═════ LISTED ENTRIES ═════
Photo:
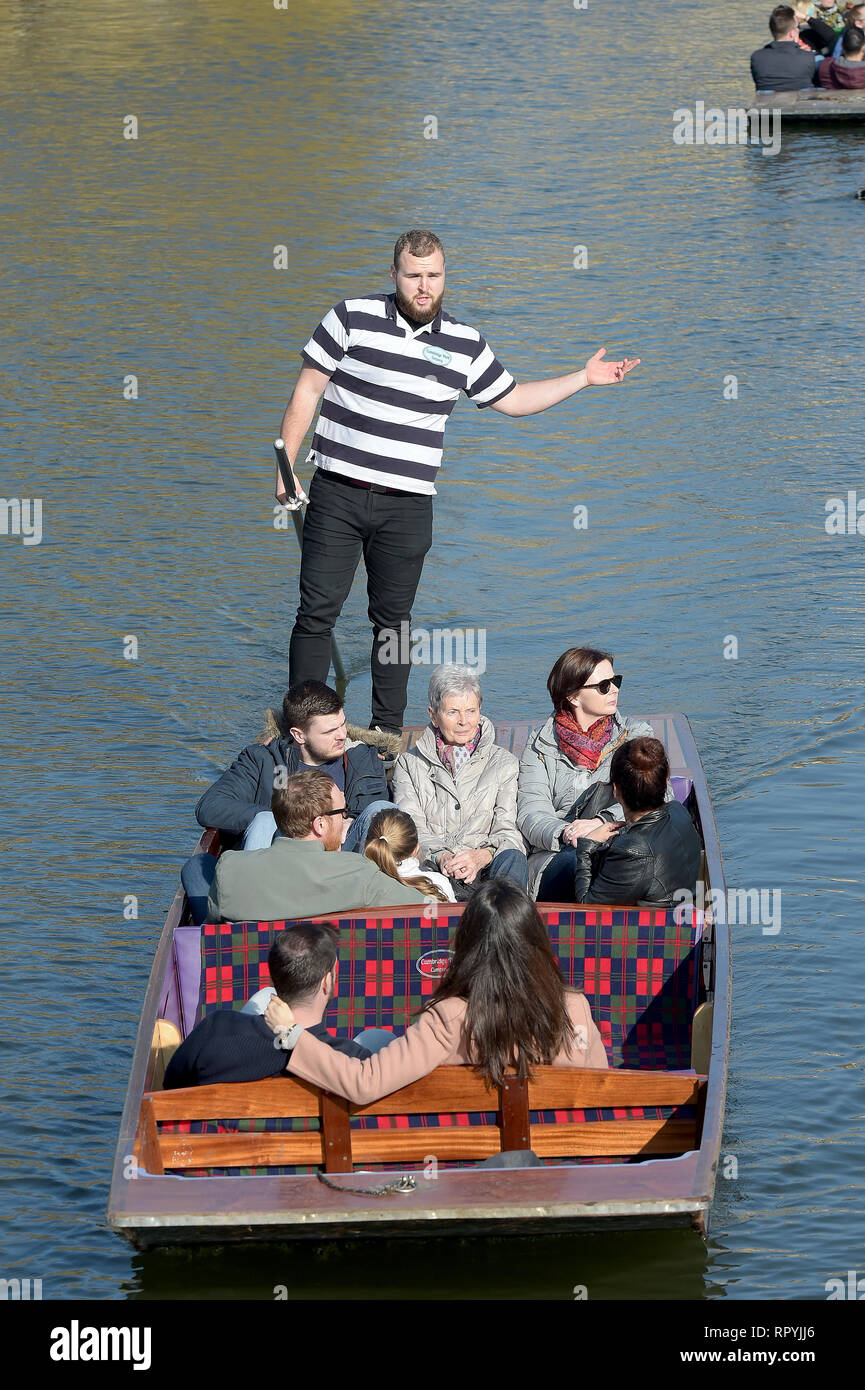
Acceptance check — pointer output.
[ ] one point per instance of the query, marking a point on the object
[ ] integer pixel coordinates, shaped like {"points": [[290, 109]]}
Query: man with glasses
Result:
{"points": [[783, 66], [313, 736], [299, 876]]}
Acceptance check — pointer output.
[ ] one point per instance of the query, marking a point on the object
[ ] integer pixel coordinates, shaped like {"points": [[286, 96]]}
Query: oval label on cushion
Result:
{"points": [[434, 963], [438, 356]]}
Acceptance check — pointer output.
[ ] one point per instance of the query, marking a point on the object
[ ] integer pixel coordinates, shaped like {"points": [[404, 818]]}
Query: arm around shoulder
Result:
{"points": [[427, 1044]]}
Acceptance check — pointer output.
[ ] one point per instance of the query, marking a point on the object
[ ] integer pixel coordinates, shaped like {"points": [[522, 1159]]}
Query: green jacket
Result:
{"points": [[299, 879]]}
═════
(WORK TASK): Each entry above must come back exactly as written. Drop the images.

(ANSWER BOX):
Photo:
Acceptance check — pointer output.
[ ] one point per instance of the query, marking a point on the object
[ ] integer pixel coordinates, shaped like {"points": [[290, 109]]}
Query: man with glasses
Result:
{"points": [[783, 66], [313, 736], [299, 876]]}
Acceptance check — pointer output.
[ ] one point per instance of the query, marking a point on the object
[ ] integer pixel coordinates, shaped like {"points": [[286, 96]]}
Query: oval label on cushion
Result:
{"points": [[434, 963], [438, 356]]}
Acceptance check — pointer output.
[ ] one point per instance of the query, marking a point on the object
[ ] integer pixel coordinates, shaped like {"points": [[404, 818]]}
Query: arm around shoulder
Result:
{"points": [[427, 1044]]}
Acceptance check — pointer output.
[ ] one point per instance of the query, marking a point on the object
[ ] integer pixel coordinates, shaped like {"points": [[522, 1159]]}
Query: green jacket
Result:
{"points": [[299, 879]]}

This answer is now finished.